→ Goal of the exercise
List each line below that contains the word "bare".
* BEGIN Record set *
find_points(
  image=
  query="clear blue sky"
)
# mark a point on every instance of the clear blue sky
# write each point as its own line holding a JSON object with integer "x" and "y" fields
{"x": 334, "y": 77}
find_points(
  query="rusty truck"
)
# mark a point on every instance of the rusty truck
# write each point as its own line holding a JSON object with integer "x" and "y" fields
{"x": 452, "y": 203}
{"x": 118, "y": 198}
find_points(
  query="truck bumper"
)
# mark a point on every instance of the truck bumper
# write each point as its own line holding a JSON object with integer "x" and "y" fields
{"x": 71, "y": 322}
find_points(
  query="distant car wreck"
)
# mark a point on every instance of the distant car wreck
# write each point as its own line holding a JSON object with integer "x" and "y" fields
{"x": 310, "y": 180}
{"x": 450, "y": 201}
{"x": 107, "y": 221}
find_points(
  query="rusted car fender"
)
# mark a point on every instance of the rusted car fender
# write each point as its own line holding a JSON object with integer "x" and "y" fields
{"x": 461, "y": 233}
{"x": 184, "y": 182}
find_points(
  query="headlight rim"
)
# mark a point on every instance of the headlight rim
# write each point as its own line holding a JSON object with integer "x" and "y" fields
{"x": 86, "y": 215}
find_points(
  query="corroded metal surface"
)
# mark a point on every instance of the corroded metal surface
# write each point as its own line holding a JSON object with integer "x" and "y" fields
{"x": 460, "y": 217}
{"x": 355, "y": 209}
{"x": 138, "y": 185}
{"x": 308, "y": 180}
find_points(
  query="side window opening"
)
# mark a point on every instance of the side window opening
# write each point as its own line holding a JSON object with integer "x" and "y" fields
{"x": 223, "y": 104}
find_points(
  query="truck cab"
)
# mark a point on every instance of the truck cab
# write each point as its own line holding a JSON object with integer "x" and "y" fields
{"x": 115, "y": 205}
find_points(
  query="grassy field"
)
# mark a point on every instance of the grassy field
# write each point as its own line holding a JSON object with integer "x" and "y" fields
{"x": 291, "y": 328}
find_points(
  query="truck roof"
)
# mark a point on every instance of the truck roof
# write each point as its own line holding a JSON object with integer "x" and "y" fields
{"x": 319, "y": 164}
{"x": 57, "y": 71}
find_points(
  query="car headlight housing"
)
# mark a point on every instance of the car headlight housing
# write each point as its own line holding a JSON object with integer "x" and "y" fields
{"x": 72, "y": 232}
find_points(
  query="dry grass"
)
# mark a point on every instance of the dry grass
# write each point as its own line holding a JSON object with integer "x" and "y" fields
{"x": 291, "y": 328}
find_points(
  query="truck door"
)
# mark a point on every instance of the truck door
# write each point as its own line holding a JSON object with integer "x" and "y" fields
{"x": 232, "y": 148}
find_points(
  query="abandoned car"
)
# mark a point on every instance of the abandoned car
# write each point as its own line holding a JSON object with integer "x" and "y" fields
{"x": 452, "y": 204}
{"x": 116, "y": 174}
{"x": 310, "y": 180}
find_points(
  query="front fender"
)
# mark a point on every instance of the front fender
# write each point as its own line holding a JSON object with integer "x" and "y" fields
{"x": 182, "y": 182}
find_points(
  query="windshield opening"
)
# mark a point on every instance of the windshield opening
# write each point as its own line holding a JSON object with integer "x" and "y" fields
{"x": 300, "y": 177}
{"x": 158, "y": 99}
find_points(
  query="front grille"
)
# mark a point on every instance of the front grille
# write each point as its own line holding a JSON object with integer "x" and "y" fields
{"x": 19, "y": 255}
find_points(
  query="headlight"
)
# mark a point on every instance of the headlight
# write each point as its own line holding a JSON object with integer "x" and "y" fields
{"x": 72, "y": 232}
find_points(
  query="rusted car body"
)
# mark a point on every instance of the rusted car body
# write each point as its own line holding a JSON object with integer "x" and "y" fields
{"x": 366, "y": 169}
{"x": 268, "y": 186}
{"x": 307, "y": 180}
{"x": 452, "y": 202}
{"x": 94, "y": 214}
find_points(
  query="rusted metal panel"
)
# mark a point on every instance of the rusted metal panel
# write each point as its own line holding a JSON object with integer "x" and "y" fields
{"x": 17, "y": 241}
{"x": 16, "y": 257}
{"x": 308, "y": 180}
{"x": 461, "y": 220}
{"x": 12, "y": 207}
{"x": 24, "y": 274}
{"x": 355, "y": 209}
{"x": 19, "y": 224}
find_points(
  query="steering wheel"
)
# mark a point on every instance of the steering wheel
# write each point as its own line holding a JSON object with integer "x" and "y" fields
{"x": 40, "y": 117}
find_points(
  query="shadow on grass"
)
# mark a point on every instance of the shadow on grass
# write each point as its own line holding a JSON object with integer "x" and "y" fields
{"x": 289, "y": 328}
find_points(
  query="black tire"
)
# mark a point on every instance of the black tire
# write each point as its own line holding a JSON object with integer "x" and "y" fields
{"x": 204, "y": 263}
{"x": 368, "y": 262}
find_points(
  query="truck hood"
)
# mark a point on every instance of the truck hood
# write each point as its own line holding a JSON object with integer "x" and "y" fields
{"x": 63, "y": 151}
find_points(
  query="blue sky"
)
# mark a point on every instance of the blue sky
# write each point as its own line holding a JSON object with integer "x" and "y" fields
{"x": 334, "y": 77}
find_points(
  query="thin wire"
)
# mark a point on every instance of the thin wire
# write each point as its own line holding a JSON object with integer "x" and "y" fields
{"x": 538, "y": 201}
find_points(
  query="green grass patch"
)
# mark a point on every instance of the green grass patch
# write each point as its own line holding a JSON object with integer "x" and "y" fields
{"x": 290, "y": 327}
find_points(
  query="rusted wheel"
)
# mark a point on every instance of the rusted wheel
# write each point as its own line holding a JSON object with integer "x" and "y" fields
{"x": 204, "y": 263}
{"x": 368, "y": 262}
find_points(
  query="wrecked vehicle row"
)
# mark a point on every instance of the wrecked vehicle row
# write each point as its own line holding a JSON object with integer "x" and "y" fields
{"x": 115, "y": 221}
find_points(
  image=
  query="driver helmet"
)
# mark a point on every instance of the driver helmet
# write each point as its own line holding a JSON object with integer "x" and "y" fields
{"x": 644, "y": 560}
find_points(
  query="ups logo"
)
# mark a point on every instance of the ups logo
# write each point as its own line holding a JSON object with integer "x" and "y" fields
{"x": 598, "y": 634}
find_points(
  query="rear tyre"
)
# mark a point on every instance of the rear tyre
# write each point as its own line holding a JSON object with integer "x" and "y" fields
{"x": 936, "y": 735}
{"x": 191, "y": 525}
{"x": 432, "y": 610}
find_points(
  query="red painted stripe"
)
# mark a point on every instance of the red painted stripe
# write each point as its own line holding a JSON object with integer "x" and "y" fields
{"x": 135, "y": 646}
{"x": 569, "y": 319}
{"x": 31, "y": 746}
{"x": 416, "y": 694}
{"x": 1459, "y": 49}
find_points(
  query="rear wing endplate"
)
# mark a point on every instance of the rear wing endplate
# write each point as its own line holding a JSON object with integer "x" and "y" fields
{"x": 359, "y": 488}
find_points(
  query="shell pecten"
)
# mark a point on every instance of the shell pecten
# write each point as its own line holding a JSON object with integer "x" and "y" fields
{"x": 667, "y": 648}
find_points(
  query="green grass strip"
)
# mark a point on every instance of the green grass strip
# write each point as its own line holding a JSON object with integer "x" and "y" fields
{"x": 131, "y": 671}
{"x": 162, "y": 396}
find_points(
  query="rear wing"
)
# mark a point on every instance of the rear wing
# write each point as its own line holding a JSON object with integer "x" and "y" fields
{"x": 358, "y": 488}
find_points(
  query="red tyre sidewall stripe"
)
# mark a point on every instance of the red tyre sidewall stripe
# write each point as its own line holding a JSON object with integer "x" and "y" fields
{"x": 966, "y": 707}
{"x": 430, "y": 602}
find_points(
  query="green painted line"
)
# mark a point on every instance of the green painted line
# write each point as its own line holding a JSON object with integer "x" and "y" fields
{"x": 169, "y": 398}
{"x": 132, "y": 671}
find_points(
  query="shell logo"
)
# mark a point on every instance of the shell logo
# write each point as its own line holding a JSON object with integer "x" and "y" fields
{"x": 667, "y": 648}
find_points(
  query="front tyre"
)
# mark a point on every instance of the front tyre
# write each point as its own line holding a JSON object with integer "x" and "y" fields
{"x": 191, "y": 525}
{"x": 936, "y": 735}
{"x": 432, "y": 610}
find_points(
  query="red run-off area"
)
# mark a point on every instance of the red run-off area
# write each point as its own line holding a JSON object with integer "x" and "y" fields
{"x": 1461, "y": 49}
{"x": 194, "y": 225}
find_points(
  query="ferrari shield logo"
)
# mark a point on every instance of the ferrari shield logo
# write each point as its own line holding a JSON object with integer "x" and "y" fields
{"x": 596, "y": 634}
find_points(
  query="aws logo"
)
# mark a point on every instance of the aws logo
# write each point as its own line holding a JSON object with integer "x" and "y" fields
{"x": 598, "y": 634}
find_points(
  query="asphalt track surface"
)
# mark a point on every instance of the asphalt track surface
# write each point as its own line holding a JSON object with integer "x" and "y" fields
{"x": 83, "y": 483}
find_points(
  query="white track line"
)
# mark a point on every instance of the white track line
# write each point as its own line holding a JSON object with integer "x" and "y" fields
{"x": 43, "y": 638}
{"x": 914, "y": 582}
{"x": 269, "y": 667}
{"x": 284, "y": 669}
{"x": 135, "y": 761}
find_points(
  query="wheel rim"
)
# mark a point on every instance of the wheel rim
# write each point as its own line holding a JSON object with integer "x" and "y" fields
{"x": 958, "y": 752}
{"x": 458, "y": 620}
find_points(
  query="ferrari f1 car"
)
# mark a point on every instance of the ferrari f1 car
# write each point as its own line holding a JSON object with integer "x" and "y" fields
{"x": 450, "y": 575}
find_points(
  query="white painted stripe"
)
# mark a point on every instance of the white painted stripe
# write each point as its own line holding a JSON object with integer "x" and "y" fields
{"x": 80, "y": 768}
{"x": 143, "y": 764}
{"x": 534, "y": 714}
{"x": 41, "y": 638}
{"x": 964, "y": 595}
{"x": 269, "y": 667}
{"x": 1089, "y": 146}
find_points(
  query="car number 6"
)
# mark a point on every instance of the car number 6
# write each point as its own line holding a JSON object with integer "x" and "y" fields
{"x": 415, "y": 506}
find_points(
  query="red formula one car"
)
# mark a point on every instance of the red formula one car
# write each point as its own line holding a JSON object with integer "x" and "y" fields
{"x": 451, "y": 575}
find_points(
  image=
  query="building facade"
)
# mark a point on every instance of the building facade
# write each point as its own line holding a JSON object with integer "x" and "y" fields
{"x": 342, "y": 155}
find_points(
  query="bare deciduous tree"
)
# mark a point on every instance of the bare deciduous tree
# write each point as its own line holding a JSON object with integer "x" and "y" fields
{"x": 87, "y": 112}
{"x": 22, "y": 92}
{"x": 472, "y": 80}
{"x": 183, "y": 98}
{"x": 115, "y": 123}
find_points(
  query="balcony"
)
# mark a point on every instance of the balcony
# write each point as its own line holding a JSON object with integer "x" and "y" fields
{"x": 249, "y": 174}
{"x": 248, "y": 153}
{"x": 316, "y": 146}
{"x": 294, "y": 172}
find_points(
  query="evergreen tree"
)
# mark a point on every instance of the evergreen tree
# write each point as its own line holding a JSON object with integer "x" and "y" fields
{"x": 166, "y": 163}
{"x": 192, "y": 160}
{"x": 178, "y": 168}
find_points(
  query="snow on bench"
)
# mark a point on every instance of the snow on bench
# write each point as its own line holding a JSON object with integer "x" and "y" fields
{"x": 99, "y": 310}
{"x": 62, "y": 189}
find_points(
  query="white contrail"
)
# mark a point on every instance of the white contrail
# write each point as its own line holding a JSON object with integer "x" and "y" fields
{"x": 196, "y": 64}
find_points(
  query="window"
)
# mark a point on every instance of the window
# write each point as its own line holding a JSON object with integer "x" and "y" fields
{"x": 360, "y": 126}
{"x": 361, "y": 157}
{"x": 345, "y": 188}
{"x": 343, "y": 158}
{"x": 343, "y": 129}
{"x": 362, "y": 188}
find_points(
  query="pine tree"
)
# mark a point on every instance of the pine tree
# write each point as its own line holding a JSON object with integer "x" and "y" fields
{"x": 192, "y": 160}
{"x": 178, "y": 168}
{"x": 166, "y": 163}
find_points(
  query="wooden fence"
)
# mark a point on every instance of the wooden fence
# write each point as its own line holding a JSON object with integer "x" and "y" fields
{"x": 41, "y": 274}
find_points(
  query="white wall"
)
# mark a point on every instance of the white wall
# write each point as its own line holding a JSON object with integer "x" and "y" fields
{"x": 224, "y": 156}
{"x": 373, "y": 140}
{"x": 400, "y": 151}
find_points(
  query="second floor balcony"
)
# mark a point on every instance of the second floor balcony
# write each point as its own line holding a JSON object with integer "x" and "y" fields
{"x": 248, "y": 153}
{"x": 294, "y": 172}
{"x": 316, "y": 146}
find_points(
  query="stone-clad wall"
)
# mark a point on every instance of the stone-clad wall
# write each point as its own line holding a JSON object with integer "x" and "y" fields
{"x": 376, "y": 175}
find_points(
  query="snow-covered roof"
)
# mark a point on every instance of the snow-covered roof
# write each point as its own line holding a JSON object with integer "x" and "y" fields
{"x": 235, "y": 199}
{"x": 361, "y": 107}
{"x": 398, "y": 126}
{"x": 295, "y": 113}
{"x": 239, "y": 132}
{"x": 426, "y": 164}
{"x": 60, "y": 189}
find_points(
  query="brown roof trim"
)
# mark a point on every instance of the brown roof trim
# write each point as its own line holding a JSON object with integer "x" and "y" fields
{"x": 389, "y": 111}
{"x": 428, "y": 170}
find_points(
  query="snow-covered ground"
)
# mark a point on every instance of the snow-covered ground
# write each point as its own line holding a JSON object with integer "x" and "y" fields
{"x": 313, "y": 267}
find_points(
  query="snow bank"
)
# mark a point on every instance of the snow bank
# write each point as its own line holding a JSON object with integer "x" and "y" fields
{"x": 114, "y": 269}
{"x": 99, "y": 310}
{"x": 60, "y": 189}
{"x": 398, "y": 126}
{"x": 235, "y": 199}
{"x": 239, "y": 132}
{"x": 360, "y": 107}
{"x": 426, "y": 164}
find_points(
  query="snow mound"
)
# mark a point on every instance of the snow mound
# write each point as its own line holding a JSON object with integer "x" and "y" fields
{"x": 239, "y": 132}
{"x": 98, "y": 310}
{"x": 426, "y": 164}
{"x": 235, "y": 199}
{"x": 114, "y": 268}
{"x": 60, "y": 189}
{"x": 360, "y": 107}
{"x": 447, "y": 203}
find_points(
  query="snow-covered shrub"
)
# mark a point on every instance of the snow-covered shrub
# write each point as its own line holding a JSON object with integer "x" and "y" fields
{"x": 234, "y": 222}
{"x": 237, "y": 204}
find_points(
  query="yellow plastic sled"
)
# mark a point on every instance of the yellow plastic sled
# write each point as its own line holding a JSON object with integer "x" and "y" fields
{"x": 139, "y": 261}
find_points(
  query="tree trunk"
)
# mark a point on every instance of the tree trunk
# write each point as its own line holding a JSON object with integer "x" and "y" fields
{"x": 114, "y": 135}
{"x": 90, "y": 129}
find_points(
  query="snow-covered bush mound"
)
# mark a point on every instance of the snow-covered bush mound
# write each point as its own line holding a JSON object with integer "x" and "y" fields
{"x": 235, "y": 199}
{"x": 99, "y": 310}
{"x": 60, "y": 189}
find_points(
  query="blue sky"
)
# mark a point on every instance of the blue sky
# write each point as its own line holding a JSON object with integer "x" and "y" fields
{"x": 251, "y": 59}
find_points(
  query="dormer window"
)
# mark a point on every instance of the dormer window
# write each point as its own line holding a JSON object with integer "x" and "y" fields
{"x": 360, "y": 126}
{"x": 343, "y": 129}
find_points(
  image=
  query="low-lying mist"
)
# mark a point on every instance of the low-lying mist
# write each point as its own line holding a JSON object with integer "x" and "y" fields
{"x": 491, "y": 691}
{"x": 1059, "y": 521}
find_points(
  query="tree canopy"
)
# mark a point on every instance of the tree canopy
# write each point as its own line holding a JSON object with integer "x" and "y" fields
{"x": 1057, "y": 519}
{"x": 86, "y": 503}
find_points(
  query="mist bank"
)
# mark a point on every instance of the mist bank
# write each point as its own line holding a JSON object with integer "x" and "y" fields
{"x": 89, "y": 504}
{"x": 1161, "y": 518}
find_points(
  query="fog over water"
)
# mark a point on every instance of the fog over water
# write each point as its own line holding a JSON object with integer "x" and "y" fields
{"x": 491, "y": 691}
* END Record set *
→ Solved problem
  query="bare deciduous tree"
# mark a point on every instance of the bare deciduous tree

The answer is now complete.